Start of Excerpted data

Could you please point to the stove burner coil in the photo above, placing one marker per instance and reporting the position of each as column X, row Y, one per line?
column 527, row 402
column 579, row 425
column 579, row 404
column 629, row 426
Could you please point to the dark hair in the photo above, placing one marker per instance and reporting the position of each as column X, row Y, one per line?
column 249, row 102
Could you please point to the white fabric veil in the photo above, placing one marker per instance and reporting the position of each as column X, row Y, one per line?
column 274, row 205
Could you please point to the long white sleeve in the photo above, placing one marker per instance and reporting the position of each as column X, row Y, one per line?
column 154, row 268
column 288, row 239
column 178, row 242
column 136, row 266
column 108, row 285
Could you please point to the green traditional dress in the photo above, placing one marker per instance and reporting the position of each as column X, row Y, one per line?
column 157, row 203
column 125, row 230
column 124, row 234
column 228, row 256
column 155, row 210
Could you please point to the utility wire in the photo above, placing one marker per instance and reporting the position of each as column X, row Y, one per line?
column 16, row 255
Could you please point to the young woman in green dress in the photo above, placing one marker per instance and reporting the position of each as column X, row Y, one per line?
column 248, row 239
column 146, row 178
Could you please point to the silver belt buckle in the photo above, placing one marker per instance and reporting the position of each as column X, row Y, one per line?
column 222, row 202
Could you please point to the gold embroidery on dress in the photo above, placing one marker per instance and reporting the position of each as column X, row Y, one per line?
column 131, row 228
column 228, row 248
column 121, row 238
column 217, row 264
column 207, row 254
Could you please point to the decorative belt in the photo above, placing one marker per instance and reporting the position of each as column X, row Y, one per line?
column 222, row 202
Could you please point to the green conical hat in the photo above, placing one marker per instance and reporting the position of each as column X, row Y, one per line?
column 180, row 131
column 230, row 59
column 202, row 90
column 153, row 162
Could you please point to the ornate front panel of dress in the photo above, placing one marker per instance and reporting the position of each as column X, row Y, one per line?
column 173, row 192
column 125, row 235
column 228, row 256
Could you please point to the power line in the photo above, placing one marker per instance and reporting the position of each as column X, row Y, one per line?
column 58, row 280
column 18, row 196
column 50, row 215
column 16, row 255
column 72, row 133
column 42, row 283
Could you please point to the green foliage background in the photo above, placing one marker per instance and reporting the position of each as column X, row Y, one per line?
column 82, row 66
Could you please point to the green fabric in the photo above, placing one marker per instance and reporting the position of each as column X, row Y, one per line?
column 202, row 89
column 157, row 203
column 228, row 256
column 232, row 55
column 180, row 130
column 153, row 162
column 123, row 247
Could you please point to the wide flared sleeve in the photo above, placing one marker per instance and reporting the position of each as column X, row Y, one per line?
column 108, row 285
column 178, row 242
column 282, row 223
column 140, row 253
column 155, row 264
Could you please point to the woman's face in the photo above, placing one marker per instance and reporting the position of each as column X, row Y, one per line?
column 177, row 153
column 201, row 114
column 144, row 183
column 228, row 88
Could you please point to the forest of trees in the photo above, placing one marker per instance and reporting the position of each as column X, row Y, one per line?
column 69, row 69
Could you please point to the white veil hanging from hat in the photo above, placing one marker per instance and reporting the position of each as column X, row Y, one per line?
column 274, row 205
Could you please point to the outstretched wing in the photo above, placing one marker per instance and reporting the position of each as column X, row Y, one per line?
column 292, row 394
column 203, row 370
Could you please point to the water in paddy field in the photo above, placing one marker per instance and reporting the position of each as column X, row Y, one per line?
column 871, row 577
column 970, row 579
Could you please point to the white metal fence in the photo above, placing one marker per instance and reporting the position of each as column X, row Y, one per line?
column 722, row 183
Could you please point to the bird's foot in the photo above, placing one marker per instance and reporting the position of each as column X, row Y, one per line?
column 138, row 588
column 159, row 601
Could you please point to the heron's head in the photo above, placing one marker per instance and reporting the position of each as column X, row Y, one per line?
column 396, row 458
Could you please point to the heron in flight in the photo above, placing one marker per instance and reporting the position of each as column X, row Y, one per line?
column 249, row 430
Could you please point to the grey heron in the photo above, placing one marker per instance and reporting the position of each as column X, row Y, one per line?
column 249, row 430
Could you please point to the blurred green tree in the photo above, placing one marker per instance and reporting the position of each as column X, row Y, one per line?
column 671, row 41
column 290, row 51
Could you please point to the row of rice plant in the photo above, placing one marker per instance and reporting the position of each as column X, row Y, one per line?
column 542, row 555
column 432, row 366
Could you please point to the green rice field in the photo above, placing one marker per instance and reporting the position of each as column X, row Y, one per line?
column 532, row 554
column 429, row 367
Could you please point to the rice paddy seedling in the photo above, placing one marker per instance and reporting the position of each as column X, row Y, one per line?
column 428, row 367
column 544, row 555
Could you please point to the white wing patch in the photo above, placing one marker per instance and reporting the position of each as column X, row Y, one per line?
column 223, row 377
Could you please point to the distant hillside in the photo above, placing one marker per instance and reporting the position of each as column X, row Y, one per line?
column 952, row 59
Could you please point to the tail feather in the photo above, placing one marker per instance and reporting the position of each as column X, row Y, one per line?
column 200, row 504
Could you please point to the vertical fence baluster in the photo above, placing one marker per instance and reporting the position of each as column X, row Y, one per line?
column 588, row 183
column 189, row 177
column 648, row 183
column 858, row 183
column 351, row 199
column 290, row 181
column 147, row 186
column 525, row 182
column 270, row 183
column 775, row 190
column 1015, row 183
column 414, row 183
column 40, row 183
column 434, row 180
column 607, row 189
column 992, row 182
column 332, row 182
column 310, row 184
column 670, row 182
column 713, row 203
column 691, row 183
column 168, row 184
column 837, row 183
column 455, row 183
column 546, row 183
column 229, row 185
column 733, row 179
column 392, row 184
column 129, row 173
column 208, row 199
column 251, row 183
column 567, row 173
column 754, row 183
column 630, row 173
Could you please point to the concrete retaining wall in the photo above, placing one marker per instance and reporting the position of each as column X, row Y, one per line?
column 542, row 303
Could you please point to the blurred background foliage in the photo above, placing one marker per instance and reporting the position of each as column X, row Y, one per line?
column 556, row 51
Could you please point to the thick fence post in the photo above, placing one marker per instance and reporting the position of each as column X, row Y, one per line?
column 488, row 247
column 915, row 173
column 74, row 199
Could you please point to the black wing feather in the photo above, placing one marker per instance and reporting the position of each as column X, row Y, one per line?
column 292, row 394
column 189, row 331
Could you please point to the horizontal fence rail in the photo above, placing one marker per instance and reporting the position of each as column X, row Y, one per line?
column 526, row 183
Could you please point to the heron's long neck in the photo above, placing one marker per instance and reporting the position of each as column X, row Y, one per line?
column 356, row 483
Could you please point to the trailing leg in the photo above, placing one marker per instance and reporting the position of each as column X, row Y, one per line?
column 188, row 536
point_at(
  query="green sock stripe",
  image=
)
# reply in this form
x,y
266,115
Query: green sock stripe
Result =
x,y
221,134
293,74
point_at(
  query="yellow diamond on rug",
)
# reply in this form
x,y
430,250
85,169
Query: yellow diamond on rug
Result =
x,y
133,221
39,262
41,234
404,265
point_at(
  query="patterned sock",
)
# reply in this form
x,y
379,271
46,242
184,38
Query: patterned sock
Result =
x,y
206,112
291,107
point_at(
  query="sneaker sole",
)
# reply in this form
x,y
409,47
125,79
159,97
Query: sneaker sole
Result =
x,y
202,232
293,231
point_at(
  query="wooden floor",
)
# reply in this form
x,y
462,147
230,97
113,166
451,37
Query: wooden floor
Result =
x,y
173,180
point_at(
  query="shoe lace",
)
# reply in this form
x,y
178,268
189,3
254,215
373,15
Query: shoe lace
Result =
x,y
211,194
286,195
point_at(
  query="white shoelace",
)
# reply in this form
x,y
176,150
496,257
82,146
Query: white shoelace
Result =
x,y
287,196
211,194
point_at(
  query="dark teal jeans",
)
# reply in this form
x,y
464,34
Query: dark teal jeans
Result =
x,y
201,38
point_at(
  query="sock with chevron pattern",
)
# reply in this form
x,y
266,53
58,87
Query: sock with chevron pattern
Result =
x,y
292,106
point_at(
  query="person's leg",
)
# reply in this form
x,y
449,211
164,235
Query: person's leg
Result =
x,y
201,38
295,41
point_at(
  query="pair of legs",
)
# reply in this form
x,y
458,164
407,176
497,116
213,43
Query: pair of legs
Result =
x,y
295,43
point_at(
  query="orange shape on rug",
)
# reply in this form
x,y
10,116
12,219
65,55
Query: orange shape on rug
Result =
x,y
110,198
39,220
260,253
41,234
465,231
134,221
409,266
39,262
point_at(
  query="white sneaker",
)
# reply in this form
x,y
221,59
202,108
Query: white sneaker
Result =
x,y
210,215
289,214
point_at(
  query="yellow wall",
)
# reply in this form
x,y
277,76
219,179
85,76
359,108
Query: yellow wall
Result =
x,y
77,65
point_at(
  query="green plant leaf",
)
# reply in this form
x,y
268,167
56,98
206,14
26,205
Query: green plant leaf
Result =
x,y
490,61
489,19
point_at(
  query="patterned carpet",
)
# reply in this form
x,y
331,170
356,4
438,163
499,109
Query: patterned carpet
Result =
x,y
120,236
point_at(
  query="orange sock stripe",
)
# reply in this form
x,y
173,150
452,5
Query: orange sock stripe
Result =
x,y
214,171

End of Excerpted data

## Stated goal
Rewrite the stretch from the start of the records through the line containing "column 249, row 102", changing "dark hair" to "black hair" and keeping everything else the same.

## Output of the task
Could you please point to the stove burner coil in the photo above, placing one marker per instance and reporting the position of each as column X, row Y, one per line?
column 527, row 402
column 579, row 425
column 579, row 404
column 629, row 426
Could you please point to the black hair in the photo above, placing one marker per instance and reporting the position of each as column X, row Y, one per line?
column 249, row 102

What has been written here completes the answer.